> **Work to be completed**:
Reproduce every row below without changing a single character.
____ Supplied data
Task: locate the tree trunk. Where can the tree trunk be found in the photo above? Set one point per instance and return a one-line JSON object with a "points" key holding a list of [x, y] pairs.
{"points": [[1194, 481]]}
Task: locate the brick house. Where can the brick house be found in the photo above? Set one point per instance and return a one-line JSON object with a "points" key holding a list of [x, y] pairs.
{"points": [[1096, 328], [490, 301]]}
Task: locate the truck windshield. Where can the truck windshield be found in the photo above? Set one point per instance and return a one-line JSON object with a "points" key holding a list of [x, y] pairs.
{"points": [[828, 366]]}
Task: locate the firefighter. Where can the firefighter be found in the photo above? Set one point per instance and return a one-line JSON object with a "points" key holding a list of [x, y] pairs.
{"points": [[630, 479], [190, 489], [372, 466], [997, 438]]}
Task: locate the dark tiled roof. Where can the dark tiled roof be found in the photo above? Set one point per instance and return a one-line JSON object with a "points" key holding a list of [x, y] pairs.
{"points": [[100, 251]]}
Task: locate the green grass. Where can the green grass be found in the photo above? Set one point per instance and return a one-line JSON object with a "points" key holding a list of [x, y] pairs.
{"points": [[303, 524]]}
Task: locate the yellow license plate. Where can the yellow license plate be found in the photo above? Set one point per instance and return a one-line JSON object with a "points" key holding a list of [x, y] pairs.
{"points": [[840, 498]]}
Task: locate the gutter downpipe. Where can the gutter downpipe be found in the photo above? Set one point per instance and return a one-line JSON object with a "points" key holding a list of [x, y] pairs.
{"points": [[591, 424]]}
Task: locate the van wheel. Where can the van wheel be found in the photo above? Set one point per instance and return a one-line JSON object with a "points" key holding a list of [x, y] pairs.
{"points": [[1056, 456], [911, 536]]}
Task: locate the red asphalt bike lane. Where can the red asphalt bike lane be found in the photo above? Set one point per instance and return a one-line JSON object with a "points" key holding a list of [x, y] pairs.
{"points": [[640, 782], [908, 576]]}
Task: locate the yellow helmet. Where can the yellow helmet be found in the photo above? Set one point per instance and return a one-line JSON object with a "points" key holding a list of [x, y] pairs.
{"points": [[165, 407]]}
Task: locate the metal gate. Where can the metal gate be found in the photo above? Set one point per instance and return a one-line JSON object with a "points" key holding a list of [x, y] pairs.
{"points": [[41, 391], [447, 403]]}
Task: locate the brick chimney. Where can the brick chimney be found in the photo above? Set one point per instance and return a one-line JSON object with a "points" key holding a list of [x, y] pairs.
________
> **Response to the exercise**:
Task: locate the tree trunk. Where can the tree trunk be found in the photo above? Set one point per instance and return a one-line JSON object with a "points" key holding a list of [x, y] pairs.
{"points": [[1194, 481]]}
Task: locate the brick house. Where can the brick house be found in the photo above? Set one point per instance and return a one-line JSON object with a "points" key holding a list of [x, y] pairs.
{"points": [[1096, 328], [490, 301]]}
Task: locate the truck windshield. Where can the truck windshield be found in the photo above? Set one point per instance and return a one-line JSON object with a "points" key holding a list of [x, y] pairs.
{"points": [[828, 366]]}
Task: locate the firefighter. Where can the firefighter be found in the photo above? Set one point per instance and return a one-line JSON object with a "points" key holding a list of [x, y] pairs.
{"points": [[630, 479], [190, 489], [372, 466], [997, 438]]}
Task: locate the dark tiled roof. Where can the dark tiled roof be found in the photo above? Set one point per instance and return a one-line JSON object with a "points" key holding a list of [x, y] pairs.
{"points": [[100, 251]]}
Task: locate the green grass. Where can the green grass be found in the photo above? Set one point per instance and return a one-line JSON object with a "points" key holding a list of [x, y] pairs.
{"points": [[303, 524]]}
Task: locate the yellow license plate. Where can the yellow license plate be found in the photo above? Set one point per instance and return a one-line JSON object with a "points" key holding a list of [x, y] pairs.
{"points": [[840, 498]]}
Task: locate the gutter downpipe. Where can the gutter downpipe be found in the photo above? Set one point per instance and return a one-line JSON object with a "points" key holding a list of [x, y] pairs.
{"points": [[591, 424]]}
Task: locate the van wheel. Where can the van wheel be found in the photo above? Set one point per instance and return a one-line JSON object with a "points" key holding a list of [x, y] pairs.
{"points": [[1056, 456], [911, 536]]}
Task: locate the red asphalt bike lane. Where can the red asphalt bike lane be found in the photo above? Set one point per instance and return a one-line JSON object with a "points" key holding a list of [x, y] pairs.
{"points": [[640, 782], [908, 576]]}
Task: locate the yellow helmet. Where can the yellow helmet be found in the photo above? Set one point per instance and return a one-line JSON object with a "points" key holding a list of [x, y] pairs.
{"points": [[165, 407]]}
Task: locate the metal gate. Where can the metal gate be found in the photo above? Set one point per instance and return a one-line JSON object with a "points" key holding a list of [x, y] pairs.
{"points": [[41, 391], [447, 403]]}
Task: locate the brick chimney. Where can the brick chimney be found in the photo above? Set one point per instance and return a one-line JSON object with a "points" key holding a list of [x, y] pairs.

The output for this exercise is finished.